▸ TRECHO DO DOCUMENTO:
>>>

A inteligência é crucial para a compreensão leitora. A compreensão é uma habilidade bem mais complexa que depende da habilidade de leitura de palavras, do vocabulário, da capacidade de fazer inferências verbais, memória de trabalho, da teoria da mente, dos mecanismos específicos de processamento textual etc. Enquanto a aprendizagem da leitura de palavras dura de três a quatro anos, a apreendizagem da compreensão leitora é uma tarefa para a vida. 

Os estudos longitudinais mostram que a inteligência já é importante no início, para a aprendizagem da leitura de palavras, mas vai se tornando cada vez mais importante, à medida que a ênfase progressivamente recai sobre a compreensão. 

Mas eu falei acima que a relação entre inteligência e desempenho escolar é de mão dupla. Como investigar a influência da escolarização formal sobre a int eligência? Esse é um problema cabeludo. Não há como privar as crianças do acesso ao ensino formal. A não ser em circunstâncias excepcionais. P. ex., em um  país no qual o Patrono da Educação é o Paulo Freire e no qual as crianças pobres são excluídas do acesso a um ensino público de qualidade não supreende que o desempenho em leitura seja um desastre e a inteligência populacional fique um desvio-padrão abaixo da média dos países minimamente desenvolvidos. 

Os resultados de um experimento natural no qual as crianças são privadas do acesso ao ensino formal por razões sócio-culturais foi descrito com  a população da Zâmbia (Campbell et al., 2013). Os autores avaliaram a inteligência não-verbal de mais de 1500 na Zâmbia, cerca de 40% das quais não freqüentavam a escola. Os resultado principais são mostrados na Figura 1.

Figura 1- Distribuição dos escores de inteligência não-verbal (NI) de mais 1500 crianças zambianas estratificadas por idade, sexo, localização (urbana ou rural) e escolarização (freqüentando escola ou não freqüentando escola) (Campbell et al., 2012).

Conforme se pode ver na Figura 1, os escores de NI (inteligência não-verbal) aumentam com a idade e são muito semelhantes entre meninos e meninos. Conforme previso pela teoria da seleção sexual, a distribuição dos escores nos meninos é mais espalhada. Ao menos na faixa de inteligência alta, uma vez que os autores não incluiram crianças com deficiência intelectual no estudo.

As diferenças mais pronunciadas foram observadas em função da localidade e escolarização. Residir na zona rural se associa com inteligência mais baixa. Mas a diferença mais brutal diz respeito a freqüentar a escola. As crianças fora da escola têm inteligência mais baixa e existe um efeito de dose. Um ano fora da escola já contribui para diminuir os escores de inteligência.

<<<

▸ MATERIAL FORNECIDO:
>>>

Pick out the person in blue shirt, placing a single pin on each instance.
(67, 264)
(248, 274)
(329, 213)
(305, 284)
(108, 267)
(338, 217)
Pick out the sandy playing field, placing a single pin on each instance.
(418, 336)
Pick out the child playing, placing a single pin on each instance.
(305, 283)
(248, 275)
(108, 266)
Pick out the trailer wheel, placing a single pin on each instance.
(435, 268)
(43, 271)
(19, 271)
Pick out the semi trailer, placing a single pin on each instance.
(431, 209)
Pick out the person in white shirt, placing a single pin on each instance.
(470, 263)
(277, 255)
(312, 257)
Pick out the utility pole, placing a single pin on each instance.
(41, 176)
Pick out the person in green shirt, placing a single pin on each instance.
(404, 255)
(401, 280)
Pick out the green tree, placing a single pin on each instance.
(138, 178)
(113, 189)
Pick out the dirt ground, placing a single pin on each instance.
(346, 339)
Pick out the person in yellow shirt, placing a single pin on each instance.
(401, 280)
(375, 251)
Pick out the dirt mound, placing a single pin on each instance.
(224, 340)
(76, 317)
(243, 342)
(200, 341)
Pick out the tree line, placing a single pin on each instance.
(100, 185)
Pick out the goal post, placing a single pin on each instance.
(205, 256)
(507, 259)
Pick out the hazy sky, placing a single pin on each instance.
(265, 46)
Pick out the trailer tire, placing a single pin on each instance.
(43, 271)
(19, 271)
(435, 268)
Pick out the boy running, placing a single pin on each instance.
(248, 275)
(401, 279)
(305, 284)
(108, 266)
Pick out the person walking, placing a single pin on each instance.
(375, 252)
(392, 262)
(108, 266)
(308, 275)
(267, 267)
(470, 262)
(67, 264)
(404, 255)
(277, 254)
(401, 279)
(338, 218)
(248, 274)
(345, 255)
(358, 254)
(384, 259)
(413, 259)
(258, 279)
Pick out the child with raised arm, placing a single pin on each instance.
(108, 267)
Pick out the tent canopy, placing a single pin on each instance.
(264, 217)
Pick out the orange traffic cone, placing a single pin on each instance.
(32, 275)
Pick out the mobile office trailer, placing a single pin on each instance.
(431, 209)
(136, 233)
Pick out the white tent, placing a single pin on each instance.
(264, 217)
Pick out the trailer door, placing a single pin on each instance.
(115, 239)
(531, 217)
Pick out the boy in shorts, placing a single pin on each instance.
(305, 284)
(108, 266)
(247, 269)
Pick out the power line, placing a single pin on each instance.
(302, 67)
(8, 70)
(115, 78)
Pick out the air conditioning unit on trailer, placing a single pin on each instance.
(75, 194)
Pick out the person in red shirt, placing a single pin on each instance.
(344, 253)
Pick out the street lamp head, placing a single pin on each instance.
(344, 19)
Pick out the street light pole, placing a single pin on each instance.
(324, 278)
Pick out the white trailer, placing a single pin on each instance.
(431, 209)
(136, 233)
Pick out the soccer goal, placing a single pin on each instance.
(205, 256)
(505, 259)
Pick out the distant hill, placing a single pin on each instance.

<<<

▸ O QUE FAZER:
1) Reproduza fielmente o trecho do texto sobre inteligência e compreensão leitora desde "Figura 1- Distribuição" até "intelectual no estudo.", incluindo este último.
2) Segundo o texto sobre inteligência e compreensão leitora, por quais variáveis as crianças zambianas da Figura 1 foram estratificadas? Liste todas.
O material acima vem de outra fonte.

▸ RESPOSTAS:
1)
Figura 1- Distribuição dos escores de inteligência não-verbal (NI) de mais 1500 crianças zambianas estratificadas por idade, sexo, localização (urbana ou rural) e escolarização (freqüentando escola ou não freqüentando escola) (Campbell et al., 2012).

Conforme se pode ver na Figura 1, os escores de NI (inteligência não-verbal) aumentam com a idade e são muito semelhantes entre meninos e meninos. Conforme previso pela teoria da seleção sexual, a distribuição dos escores nos meninos é mais espalhada. Ao menos na faixa de inteligência alta, uma vez que os autores não incluiram crianças com deficiência intelectual no estudo.

2)
- idade
- sexo
- localização (urbana ou rural)
- escolarização (freqüentando escola ou não freqüentando escola)